= Quoted passage =
**Variable Analysis for Provincial Data**

In [24]:
import pandas as pd
import matplotlib.pyplot as plt
import numpy as np
import seaborn as sns
from sklearn.preprocessing import StandardScaler, MinMaxScaler
import glob
import os
import re

import importlib
import corr_var_functions

importlib.reload(corr_var_functions)
from corr_var_functions import *

scaler_mm = MinMaxScaler()
scaler_ss = StandardScaler()

processed_path = "../data/processed_data/"
raw_path = "../data/raw_data/"
features_path = "feature_selection_"
prov_path = "../data/provincial_data/"

In [25]:
def replace_und(text):
    return re.sub(r"_", ":" + " ", text)

In [26]:
file_list = [os.path.basename(x) for x in glob.glob(prov_path + "*.csv")]

file_names = []
for i in range(len(file_list)):
    file_names.append(replace_und(file_list[i][:-4]))

In [27]:
prov_dfs = {}

ignore = ["STATSCAN"]  # igrnoring the statscan raw files

for j in range(len(file_list)):
    if any(ign in file_names[j] for ign in ignore):
        print("File %s ignored manually" % file_names[j])

    else:
        prov_dfs[file_names[j]] = pd.read_csv(
            prov_path + file_list[j], header=0, index_col=0
        )
        try:
            pd.to_datetime(prov_dfs[file_names[j]].index, format="%Y-%m-%d")
        except Exception:
            print(j)
            print(
                "File %s skipped due to alternate datetime formatting" % file_names[j]
            )
            prov_dfs.pop(file_names[j], None)
            j = j - 1
        else:
            prov_dfs[file_names[j]].index = pd.to_datetime(
                prov_dfs[file_names[j]].index, format="%Y-%m-%d"
            )

file_names = list(prov_dfs.keys())

= Task list =
- A) Summarize the variable analysis notebook in two sentences.
- B) Answer these from the variable analysis notebook, one line each:
(i) What does the replace_und function put in place of each underscore?
(ii) Which string in a file name causes that file to be ignored?
(iii) What date format must a file's index match for the file to be kept?
- C) Echo everything in the variable analysis notebook from "prov_dfs.pop(file_names[j], None)" down to "file_names = list(prov_dfs.keys())", unchanged.

= Dataset content =
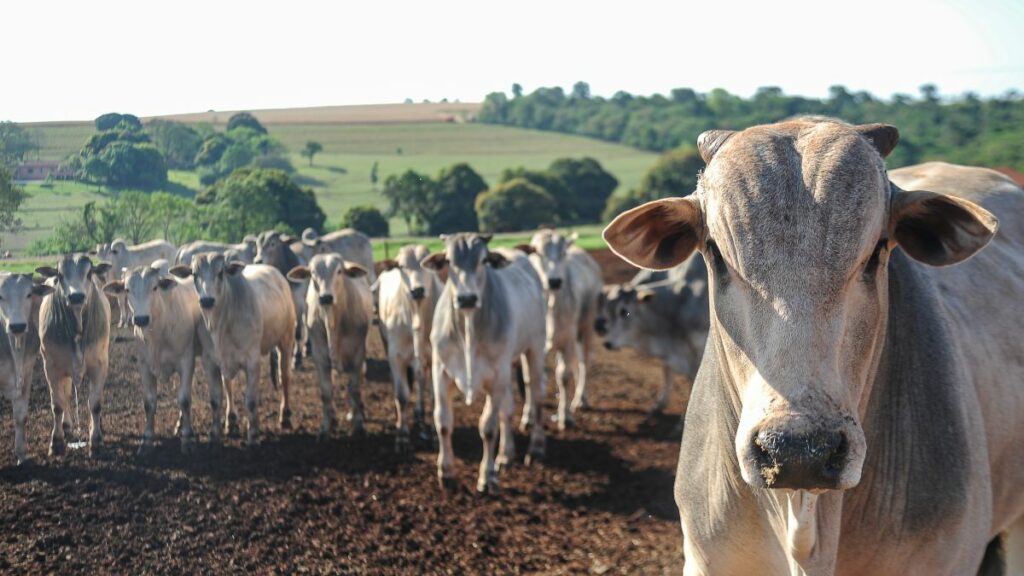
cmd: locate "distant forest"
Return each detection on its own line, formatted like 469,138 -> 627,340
479,82 -> 1024,170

= Set of answers =
- A) The notebook imports pandas, matplotlib, numpy, seaborn, two scikit-learn scalers and a reloaded corr_var_functions module, creates a MinMax scaler and a Standard scaler, and sets paths for processed, raw and provincial data. It then gathers the CSV file names in the provincial folder, ignores any containing "STATSCAN", reads the rest into a dictionary of data frames, and removes any file whose index can't be parsed as dates in the "%Y-%m-%d" format.

- B)
(i) A colon followed by a space.
(ii) "STATSCAN".
(iii) "%Y-%m-%d".

- C)
prov_dfs.pop(file_names[j], None)
            j = j - 1
        else:
            prov_dfs[file_names[j]].index = pd.to_datetime(
                prov_dfs[file_names[j]].index, format="%Y-%m-%d"
            )

file_names = list(prov_dfs.keys())